### What you have to do
Repeat the entries exactly. Leave nothing out.

::::::::::

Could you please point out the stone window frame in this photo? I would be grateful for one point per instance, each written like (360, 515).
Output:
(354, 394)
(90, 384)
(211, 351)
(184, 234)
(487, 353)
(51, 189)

::::::::::

### Result below
Could you please point out the stone window frame in this photo? I would be grateful for one point per instance, each written like (360, 515).
Output:
(354, 394)
(90, 384)
(211, 351)
(184, 234)
(487, 353)
(51, 189)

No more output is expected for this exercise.